| Data entries |
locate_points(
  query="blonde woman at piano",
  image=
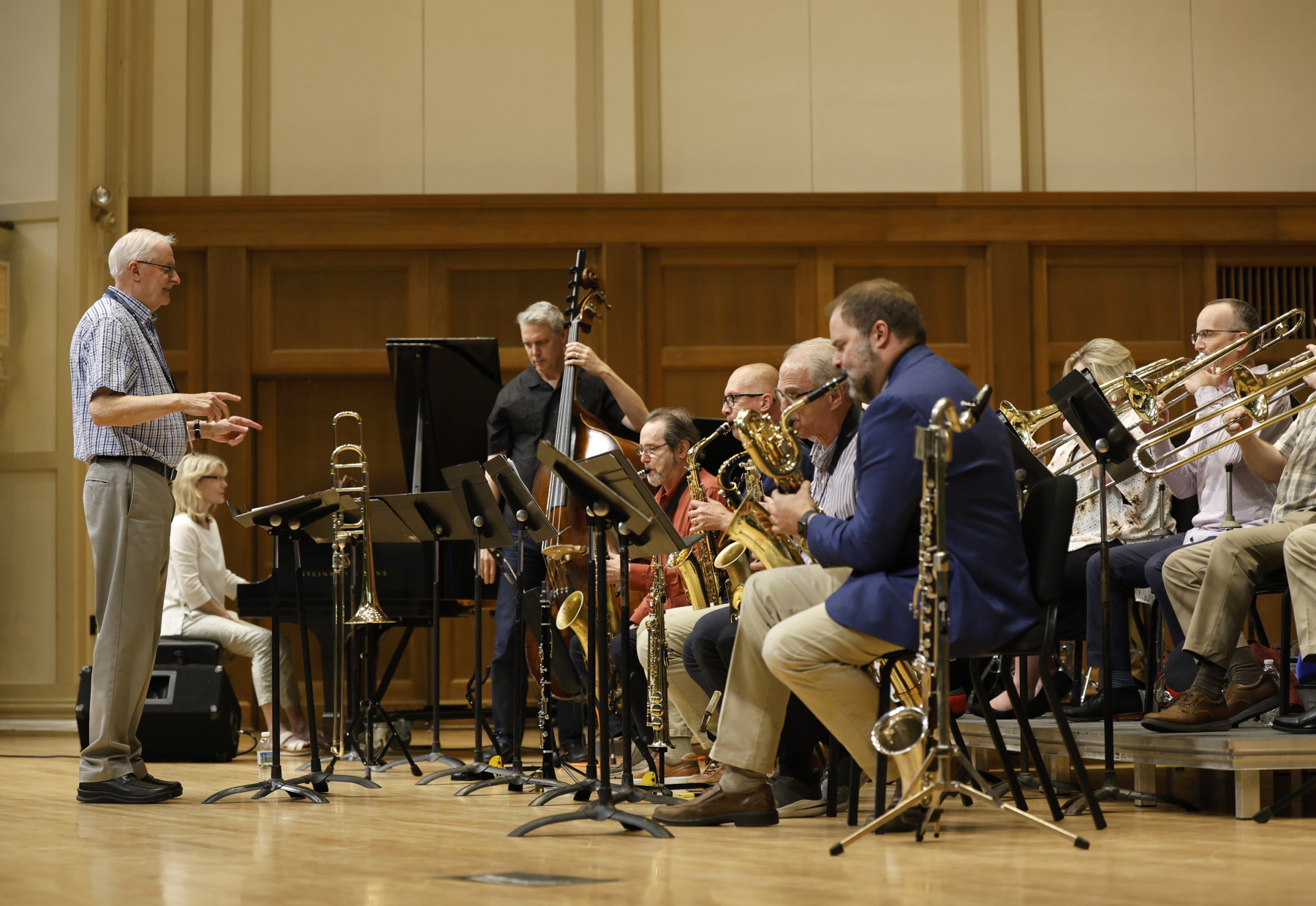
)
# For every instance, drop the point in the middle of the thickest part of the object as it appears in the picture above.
(199, 582)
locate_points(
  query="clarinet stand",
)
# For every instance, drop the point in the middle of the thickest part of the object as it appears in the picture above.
(1111, 442)
(908, 727)
(284, 521)
(482, 514)
(529, 518)
(603, 507)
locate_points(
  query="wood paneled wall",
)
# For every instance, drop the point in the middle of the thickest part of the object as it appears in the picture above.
(287, 301)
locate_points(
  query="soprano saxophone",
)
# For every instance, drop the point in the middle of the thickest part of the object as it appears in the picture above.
(657, 707)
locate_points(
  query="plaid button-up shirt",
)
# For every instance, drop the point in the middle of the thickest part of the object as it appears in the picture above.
(1298, 483)
(116, 347)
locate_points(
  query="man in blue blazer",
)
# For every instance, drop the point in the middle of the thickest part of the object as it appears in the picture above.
(812, 630)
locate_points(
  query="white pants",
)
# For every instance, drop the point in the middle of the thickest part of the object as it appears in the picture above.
(686, 701)
(248, 641)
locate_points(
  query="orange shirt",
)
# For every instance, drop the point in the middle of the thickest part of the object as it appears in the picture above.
(643, 575)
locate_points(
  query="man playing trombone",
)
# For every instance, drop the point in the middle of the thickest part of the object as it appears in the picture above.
(1138, 565)
(1211, 585)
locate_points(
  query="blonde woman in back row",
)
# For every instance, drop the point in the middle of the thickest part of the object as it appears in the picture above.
(199, 582)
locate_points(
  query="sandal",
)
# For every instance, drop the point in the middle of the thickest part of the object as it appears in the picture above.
(290, 741)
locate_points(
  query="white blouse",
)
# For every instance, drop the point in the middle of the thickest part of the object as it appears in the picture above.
(197, 572)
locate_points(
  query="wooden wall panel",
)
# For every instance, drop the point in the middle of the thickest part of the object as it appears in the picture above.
(287, 301)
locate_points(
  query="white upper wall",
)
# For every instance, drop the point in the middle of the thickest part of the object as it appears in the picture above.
(403, 97)
(29, 100)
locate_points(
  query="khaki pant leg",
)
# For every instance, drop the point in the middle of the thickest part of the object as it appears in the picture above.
(128, 511)
(822, 662)
(1301, 562)
(755, 706)
(249, 641)
(686, 701)
(1235, 562)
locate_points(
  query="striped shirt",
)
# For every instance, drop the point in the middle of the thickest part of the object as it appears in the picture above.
(116, 347)
(833, 469)
(1298, 483)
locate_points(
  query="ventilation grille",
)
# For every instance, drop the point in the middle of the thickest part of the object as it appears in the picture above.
(1273, 291)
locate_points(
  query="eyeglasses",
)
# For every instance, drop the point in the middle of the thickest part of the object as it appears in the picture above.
(1207, 335)
(730, 398)
(169, 269)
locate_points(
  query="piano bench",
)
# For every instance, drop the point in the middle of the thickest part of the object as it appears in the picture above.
(186, 649)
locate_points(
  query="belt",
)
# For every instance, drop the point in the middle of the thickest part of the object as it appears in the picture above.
(153, 464)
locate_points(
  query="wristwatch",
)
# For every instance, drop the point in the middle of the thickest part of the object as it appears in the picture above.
(803, 526)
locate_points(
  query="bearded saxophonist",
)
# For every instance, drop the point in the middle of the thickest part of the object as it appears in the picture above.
(665, 442)
(812, 630)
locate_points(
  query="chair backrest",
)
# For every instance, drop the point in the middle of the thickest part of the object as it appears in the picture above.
(1048, 522)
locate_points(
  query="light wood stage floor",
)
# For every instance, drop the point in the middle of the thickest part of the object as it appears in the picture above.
(401, 845)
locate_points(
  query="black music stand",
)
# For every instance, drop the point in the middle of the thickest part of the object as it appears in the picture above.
(1095, 423)
(292, 519)
(437, 516)
(607, 510)
(483, 518)
(529, 518)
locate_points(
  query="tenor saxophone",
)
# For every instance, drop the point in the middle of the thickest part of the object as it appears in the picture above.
(695, 564)
(657, 707)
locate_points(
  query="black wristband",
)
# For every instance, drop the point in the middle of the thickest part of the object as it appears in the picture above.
(803, 526)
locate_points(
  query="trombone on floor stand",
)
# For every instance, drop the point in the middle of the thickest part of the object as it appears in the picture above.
(903, 733)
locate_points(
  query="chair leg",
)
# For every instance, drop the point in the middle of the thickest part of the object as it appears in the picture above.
(1286, 615)
(998, 741)
(1085, 782)
(1029, 744)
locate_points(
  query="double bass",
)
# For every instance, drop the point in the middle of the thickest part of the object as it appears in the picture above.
(578, 434)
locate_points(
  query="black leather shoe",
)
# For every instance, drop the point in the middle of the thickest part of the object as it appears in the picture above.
(125, 790)
(1036, 707)
(174, 788)
(1127, 701)
(1296, 723)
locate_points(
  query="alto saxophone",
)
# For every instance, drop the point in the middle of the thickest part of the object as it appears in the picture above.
(695, 564)
(657, 709)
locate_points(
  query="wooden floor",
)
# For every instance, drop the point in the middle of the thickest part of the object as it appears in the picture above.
(404, 843)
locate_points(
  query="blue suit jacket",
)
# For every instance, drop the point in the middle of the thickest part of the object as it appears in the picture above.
(990, 597)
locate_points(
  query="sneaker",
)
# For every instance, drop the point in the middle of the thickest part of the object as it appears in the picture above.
(795, 799)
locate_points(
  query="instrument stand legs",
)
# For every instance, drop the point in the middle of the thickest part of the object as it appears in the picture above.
(1110, 790)
(516, 779)
(436, 751)
(265, 788)
(605, 809)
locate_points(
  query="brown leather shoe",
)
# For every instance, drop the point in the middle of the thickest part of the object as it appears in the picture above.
(752, 809)
(1250, 701)
(1191, 713)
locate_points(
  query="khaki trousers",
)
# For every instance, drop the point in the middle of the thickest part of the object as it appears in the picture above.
(128, 510)
(1211, 585)
(787, 643)
(686, 701)
(1301, 562)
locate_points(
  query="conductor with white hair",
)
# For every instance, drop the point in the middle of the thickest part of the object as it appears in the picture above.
(132, 427)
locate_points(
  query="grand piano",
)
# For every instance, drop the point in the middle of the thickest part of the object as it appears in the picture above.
(439, 429)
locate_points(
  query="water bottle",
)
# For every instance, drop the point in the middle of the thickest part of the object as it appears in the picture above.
(263, 758)
(1269, 671)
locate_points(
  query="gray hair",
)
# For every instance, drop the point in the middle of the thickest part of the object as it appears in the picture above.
(135, 245)
(545, 314)
(817, 356)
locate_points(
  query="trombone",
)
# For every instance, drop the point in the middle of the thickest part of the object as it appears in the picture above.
(1252, 393)
(1026, 424)
(1145, 394)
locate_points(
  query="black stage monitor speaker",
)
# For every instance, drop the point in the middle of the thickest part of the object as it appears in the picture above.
(191, 714)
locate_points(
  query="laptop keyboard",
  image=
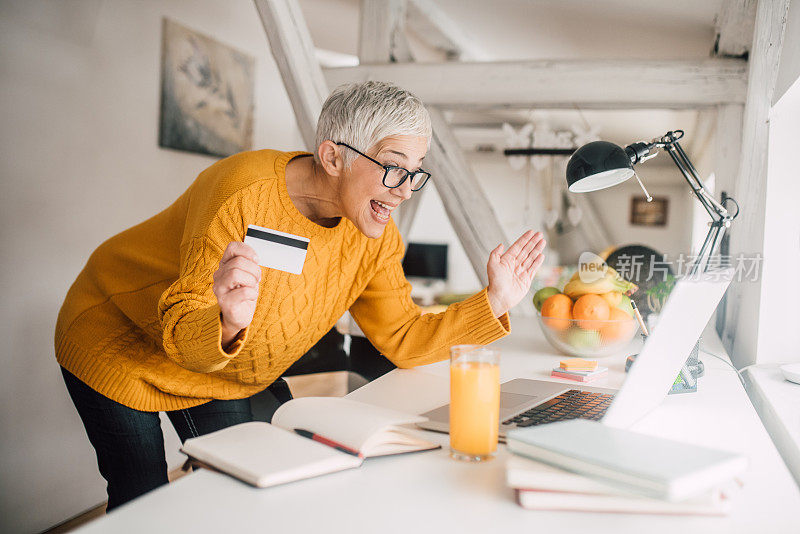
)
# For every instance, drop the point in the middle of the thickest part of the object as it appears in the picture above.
(572, 404)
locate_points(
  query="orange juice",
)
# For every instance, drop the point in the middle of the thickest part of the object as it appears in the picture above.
(474, 408)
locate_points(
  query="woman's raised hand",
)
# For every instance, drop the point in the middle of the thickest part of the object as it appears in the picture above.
(511, 273)
(236, 288)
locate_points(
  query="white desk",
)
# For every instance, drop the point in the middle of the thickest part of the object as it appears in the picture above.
(778, 403)
(429, 492)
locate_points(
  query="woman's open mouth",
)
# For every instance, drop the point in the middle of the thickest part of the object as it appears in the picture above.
(380, 211)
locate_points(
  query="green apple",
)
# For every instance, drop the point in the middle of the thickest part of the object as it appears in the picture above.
(543, 294)
(625, 305)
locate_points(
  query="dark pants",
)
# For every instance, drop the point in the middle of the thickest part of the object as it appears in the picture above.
(130, 445)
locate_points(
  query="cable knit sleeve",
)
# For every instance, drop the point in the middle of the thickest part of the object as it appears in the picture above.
(395, 325)
(188, 309)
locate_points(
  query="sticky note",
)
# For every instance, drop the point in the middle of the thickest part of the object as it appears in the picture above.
(578, 364)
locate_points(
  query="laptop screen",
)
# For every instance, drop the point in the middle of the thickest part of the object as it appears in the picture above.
(682, 320)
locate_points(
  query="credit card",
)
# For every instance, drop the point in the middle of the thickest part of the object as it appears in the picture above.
(277, 250)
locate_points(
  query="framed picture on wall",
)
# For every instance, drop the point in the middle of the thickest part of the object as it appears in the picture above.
(207, 93)
(644, 213)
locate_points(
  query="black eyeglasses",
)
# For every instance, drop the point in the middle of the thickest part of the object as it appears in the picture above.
(394, 176)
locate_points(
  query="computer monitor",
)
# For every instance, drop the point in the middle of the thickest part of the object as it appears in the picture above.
(426, 260)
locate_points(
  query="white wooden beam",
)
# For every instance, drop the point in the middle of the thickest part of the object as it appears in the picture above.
(294, 54)
(747, 232)
(606, 84)
(470, 213)
(381, 32)
(734, 28)
(436, 29)
(727, 147)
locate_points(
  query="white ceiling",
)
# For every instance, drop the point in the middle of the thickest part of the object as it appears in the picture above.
(555, 29)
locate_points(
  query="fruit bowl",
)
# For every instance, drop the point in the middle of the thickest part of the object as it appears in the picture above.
(588, 338)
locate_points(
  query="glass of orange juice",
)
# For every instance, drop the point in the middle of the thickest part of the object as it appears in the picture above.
(474, 402)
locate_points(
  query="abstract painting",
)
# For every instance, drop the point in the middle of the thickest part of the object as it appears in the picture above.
(207, 93)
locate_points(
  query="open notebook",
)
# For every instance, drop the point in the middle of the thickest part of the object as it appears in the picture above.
(308, 437)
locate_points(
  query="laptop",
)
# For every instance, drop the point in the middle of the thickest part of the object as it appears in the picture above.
(525, 402)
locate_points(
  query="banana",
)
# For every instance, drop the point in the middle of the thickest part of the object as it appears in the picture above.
(610, 282)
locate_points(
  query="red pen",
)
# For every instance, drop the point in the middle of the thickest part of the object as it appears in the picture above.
(325, 441)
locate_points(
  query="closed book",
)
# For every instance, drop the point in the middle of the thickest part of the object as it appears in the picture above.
(651, 466)
(523, 473)
(712, 503)
(578, 377)
(308, 437)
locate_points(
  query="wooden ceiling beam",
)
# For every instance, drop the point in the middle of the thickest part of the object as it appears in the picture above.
(382, 32)
(608, 84)
(734, 25)
(743, 300)
(294, 54)
(435, 28)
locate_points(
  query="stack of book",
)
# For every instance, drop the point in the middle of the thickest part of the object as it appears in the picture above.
(579, 370)
(588, 467)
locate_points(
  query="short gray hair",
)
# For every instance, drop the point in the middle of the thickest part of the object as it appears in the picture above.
(361, 114)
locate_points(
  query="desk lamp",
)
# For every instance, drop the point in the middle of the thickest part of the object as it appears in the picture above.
(600, 164)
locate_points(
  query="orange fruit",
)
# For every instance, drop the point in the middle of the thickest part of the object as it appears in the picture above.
(619, 325)
(557, 312)
(590, 311)
(613, 298)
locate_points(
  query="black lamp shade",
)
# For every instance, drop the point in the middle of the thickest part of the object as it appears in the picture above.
(598, 165)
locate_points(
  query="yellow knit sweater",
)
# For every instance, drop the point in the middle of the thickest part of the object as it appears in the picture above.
(141, 324)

| Given problem |
Which lines in the items above contain the word "fruit"? Copy each of those lines in full.

| Result below |
  query="fruit bowl",
  query="orange fruit",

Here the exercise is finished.